• THE PROBLEM:
Rewrite the records as a two-column CSV with the headers text and coordinates, covering only the lines from the one containing "the potted succulent" through the end of the records. Give one row per line of wording, paired with the coordinate lines after it, each value in one quoted field with line breaks turned into spaces.

• LISTED ENTRIES:

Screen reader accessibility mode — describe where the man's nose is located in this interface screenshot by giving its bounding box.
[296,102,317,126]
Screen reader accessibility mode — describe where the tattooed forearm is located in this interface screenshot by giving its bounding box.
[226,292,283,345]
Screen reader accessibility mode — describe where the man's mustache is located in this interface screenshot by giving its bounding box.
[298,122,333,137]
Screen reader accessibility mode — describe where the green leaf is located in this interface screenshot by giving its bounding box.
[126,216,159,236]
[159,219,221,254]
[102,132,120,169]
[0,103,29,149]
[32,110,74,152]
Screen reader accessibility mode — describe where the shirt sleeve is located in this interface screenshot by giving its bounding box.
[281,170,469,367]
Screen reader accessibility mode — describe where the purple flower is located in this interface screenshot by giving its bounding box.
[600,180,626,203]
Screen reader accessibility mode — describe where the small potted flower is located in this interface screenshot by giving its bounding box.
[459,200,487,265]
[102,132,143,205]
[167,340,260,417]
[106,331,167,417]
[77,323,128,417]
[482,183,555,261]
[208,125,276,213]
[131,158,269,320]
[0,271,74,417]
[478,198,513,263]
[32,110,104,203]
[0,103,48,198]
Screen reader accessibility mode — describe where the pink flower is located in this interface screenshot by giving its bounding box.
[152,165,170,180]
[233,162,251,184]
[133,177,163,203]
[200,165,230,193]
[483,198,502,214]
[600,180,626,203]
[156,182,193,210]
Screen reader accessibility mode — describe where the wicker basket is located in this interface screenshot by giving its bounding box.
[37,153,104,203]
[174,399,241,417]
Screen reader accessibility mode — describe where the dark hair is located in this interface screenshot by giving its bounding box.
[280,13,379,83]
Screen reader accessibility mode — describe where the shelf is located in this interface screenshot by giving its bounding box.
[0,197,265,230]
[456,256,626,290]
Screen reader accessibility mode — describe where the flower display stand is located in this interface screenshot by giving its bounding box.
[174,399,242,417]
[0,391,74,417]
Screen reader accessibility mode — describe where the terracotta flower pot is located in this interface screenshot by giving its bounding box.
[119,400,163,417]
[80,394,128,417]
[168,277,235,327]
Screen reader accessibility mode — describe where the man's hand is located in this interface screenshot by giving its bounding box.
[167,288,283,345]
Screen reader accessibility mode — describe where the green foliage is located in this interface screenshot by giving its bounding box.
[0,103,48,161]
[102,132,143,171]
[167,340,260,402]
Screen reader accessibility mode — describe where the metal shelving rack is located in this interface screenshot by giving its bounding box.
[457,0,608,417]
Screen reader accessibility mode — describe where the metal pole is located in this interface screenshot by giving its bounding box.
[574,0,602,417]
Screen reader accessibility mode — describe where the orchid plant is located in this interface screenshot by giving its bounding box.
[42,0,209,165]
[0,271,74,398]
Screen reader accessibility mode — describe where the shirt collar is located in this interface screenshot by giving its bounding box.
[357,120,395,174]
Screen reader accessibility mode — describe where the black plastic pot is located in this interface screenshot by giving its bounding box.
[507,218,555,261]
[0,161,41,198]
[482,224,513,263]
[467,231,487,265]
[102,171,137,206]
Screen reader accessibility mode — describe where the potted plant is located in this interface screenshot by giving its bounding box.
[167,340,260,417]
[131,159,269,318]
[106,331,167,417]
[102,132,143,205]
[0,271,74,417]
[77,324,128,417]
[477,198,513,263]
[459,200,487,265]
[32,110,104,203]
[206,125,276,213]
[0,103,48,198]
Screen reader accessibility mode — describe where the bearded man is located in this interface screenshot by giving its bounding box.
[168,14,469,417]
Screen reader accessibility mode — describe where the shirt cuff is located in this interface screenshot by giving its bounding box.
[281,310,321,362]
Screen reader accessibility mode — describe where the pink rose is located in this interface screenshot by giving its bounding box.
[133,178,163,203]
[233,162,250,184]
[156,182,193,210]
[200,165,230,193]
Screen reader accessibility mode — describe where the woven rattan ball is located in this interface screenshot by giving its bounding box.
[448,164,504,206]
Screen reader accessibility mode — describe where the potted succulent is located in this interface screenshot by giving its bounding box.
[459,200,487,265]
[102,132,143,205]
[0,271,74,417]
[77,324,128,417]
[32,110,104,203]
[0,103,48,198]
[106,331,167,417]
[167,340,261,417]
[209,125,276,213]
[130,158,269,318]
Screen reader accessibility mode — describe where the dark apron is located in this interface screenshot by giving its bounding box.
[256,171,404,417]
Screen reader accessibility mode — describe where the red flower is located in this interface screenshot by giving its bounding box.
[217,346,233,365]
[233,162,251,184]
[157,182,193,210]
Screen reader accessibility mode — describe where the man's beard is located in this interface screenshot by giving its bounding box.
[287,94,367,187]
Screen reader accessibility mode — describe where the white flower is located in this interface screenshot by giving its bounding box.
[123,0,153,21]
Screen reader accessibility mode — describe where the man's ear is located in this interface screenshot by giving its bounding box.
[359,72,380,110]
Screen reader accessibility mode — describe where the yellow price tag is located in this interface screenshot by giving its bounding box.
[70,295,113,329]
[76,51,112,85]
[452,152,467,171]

• TASK RESPONSE:
text,coordinates
"Screen reader accessibility mode — describe where the potted succulent is located in this interface screenshot by giving its bounding box.","[459,200,487,265] [102,132,143,205] [0,271,74,417] [77,324,128,417] [32,110,104,203] [0,103,48,198] [106,331,167,417] [167,340,261,417] [209,125,276,213] [130,158,269,318]"
"Screen reader accessibility mode — describe where the dark apron is located in this interface screenshot by giving its bounding box.","[256,171,404,417]"
"Screen reader accessibility mode — describe where the red flower is located in this interface screenshot by giving its bounding box.","[217,346,233,365] [233,162,251,184] [157,182,193,210]"
"Screen reader accessibility mode — describe where the man's beard is located in this interface screenshot by giving its bounding box.","[287,94,367,187]"
"Screen reader accessibility mode — describe where the white flower is located in this interface screenshot by giving its bounding box.","[123,0,153,21]"
"Screen reader accessibility mode — describe where the man's ear is located in this interface screenshot by giving its bounding box.","[359,72,380,110]"
"Screen reader accessibility mode — describe where the yellow price tag is located in this interface screenshot by giving its bounding box.","[70,295,113,329] [76,51,112,85] [452,152,467,171]"